選んだ抜粋 -
説明

シールリングを備えた真空バルブ

【課題】より小さな回転経路を持ち、ハウジングサイドに配置されたバルブを損傷させる恐れのない、より簡単に生産することができるシールリングを備えた真空バルブを提供する。
【解決手段】本質的に矩形の断面を含み、互いに正反対に対向した矩形の端部において曲率半径が配置されており、この曲率半径は、ハウジングサイドとディスクサイドに互いに正反対に対向して配置したシーリングシートと密封係合し、それらの密封表面は、それぞれほぼ同一の円錐角を有するを備えた真空バルブ。

【発明の詳細な説明】
【技術分野】
【0001】
本発明は、シールリングを備えた真空バルブに関するものである。
【背景技術】
【0002】
このタイプの真空バルブは、特許文献1の主題として公知となった。この真空バルブは、大気圧から超高真空までの領域で真空を封鎖するために、真空ラインに配置するのに好適である。
【0003】
このタイプの真空バルブには、バルブディスクとハウジングサイドのバルブシートの間に、いわゆる、シールリングを設けることが知られている。特許文献1には、このタイプのシールリングの各種態様が記載されており、その中で、例えば、図6では矩形のシールリングが示されており、このシールリングは、密封状態から開いた状態への移行において、材料に大きな応力を生じさせる屈曲を受ける。この公知のシールリングの表面は、円錐状に具体化されているので、このタイプのシールリングは、非常に生産することが難しい。
【0004】
上記シールリングは、比較的薄い断面を有しているため、閉じた状態から開いた状態に移行する間に傾斜する。そうでなかったら、力の作用によって、このシールリングは折れて、密封機能を果たすことができなくなる危険がある。上記シールリングは、こうして、バルブシートの該当する表面に衝突し、そこで破片を引き離し、回復できないほど損傷を与える。

実施する作業 -
a) 真空バルブの説明文について、次の問いに答えてください。
(i) 特許文献1の図6に示されているシールリングはどのような形か。
(ii) このタイプの真空バルブは、どの範囲で真空を封鎖するのに好適とされているか。
(iii) 公知のシールリングの表面は、どのような形に具体化されているとされているか。
b) 真空バルブの説明文を、最後の文の後から書き進めること。
この後に置かれた一覧は、ここでは一切使わない。

保存データ -

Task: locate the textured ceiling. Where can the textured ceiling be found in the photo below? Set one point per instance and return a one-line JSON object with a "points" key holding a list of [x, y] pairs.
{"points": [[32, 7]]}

各作業の結果 -
a)
(i) 矩形
(ii) 大気圧から超高真空までの領域
(iii) 円錐状

b)
【0005】
この状況の改善が、特許文献2の主題において行われた。これは、矩形断面のシールリングから外れて、その代わり、ダブル円錐シールリングにしたものである。そして、これは外周半径が互いに正反対に対向して配置されており、くびれを間に配置している。
【0006】
このくびれを設けた理由は、互いに正反対に対向して配置した2つの半分のシールリングが互いに動くことができるように具体化するためである。そうすることによって、このシールリングが、可能である最低の固有抵抗をもち、可能である最大の回転経路を有することになるという特別な重要性が付与される。したがって、このシールリングは、その断面において、参照されたくびれを持つ。
【図面の簡単な説明】
【0024】
【図1】本発明に係るシールリングを備えた真空バルブの概略断面図である。
【図2】閉じた状態におけるシールリングの拡大概略図である。
【図3】図2をさらに詳細に示した図2と同様の概略図である。
【図4】ハウジングサイドバルブシートにおけるシールリングの密封係合の拡大概略図である。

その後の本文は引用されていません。